(Beginning of Source material)
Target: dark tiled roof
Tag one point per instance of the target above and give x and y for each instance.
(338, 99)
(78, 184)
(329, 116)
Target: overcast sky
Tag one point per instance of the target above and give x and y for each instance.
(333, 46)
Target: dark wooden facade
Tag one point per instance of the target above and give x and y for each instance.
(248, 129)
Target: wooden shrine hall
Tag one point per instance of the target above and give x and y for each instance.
(End of Source material)
(Beginning of Source material)
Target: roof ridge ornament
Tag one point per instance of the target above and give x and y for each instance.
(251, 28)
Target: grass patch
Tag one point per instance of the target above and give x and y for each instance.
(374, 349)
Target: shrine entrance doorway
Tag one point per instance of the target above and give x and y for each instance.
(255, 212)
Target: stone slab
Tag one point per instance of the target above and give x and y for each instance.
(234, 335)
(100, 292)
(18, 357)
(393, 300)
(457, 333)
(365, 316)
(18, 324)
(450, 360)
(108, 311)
(End of Source material)
▸ Work request: Find each line in the records above that contains "dark", and copy it.

▸ Reply to the exercise:
Target: dark tiled roof
Target: dark wooden facade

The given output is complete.